*** Begin section ***
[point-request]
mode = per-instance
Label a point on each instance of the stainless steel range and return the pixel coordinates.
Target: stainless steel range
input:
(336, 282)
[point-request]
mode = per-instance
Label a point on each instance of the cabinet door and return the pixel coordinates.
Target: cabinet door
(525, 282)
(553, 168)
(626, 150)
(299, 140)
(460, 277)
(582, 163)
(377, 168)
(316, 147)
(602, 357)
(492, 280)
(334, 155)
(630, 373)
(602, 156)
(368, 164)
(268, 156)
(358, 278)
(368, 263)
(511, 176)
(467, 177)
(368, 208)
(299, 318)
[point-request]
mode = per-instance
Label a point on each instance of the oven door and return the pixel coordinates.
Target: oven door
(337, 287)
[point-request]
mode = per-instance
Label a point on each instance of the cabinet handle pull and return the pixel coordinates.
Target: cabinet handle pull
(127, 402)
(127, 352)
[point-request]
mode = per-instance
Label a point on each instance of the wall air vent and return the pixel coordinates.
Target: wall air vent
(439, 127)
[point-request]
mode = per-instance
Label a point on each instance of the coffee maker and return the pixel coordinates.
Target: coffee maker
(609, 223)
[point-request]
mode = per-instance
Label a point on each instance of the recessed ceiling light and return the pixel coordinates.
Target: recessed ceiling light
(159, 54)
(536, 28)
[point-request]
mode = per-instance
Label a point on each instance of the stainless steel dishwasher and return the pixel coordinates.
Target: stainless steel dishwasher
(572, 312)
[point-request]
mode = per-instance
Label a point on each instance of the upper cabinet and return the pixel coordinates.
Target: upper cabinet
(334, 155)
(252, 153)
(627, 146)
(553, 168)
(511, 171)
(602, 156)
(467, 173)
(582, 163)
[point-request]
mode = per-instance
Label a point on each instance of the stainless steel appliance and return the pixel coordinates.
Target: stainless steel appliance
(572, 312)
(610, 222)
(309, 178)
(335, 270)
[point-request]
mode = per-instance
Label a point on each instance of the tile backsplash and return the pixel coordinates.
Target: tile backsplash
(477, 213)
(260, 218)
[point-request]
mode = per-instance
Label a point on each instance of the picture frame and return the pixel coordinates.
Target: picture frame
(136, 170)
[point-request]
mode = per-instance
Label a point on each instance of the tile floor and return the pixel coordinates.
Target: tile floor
*** End section ***
▶ **WORK INSTRUCTION**
For the entries shown above, tally every line containing the word "range". Report the tally and nothing else.

▶ **REPLY TO THE EXERCISE**
2